# What the task requires
Which anchoring activities does the text below on sales force development list in parentheses? Name every one.

# Given text
::::
The New Imperative For Salesforce Development
Current meeting and travel restrictions are changing more than the way B2B companies sell (from field sales heavy to mixed used of digital, virtual, and face-to-face interactions).
It is creating a new imperative for successful and efficient global sales force development, where traditional “once per year” long format classroom sales training give way to increase use of bite-sized digital & virtual learning sessions, supported by hands-on manager coaching.
The challenge faced by sales leaders in the current environment is that the need for sales force development has never been greater (big changes happening in the seller’s world), while the traditional way of driving sales force development (through classroom trainings) has become impossible.
This situation accelerates the companies’ adoption of digital & virtual ways to drive required sales force development and emphasizes the importance of sales managers, acting as “boots on the ground”, through mentoring & coaching of their sales team members.
Companies will find that the shift results not only in cost savings from lowered investments in time (and travel)-consuming classroom training, but also a more effective way to drive capability development, where learning & development become a more integrated part of the sales professional’s daily work.
A shift that will stick, even as meeting and travel restrictions evidently will lift, with a new imperative for global sales force development:
1. Development investments from large one-off expenses (Sales Transformation projects) to long-term infrastructure building (Sales Academy)
2. From low frequency long-format classroom training to high frequency bite-sized learning sessions
3. Marketing plays a key role in developing & driving development of sales excellence
1. Sales force development investments from sales transformations to sales academy building
Key take-away: As the cost and resource requirements of building and operating company specific sales academies drop, sales leaders should shift development investments from one-off sales transformations to long-term capability development through academy building.
sFor many years, global sales force development in B2B companies followed a remarkably similar pattern:
1. Company X defines their “way of selling”, with associated sales process, tools, capability requirements etc., often on the back of a chosen sales methodology, (Challenger, SPIN, Solution Selling etc.)
2. Transformation towards Company X way of selling initiated by gathering salespeople and commercial leaders in regional kick-off events, with less focus on actual capability development and more focus on creating a burning platform for change and compelling vision for the future. Sales leadership is involved in design and execution to ensure ownership.
3. 2-3 day classroom training sessions conducted in each market by expert facilitator, teaching the different elements of Company X way of selling to local salespeople. Focus on capability development.
4. A selection of anchoring activities used based on company needs and willingness to invest (sales manager training, co-visits, coaching, competitions, brush-up sessions etc.)
The model worked well from the global executive perspective:
– Easy to buy: Select methodology vendor and tailor to create “Company X way of selling”
– Easy to roll-out: Regional kick-offs with local market classroom training for capability development
– One-off item: No recurring costs added to P&L
Although the model may show initial results from adoption of new behavior it comes with three major flaws.
1. As the sales force changes due to people joining and leaving the company, learning and behavior from the development initiative disappears over time
2. As the sales force splits into two types of sellers (consultative & transactional) due to changes in B2B buying, ONE company way of selling becomes less relevant
3. As sales force requirements change due to changes in the company and its customers, so too does the development needs of the salespeople
To overcome these things, companies need to treat sales force development less as a one-off expense for a change initiative conducted every few years and focus more on building infrastructure for continued sales development (Sales Academy).
Although the concept of company sales academies is nothing new, what has changed is the degree to which it has become feasible for smaller companies (beyond your IBMs, Microsofts and GEs of the world), due to developments in technology, content and training methods.
::::
# Data block
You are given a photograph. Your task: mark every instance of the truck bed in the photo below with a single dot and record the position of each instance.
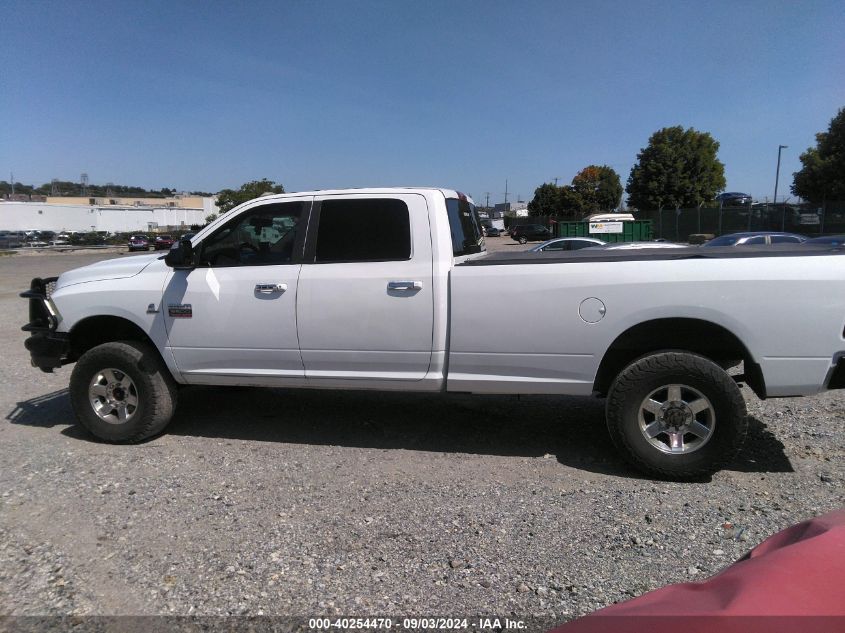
(654, 254)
::::
# Final result
Sales manager training, co-visits, coaching, competitions, and brush-up sessions.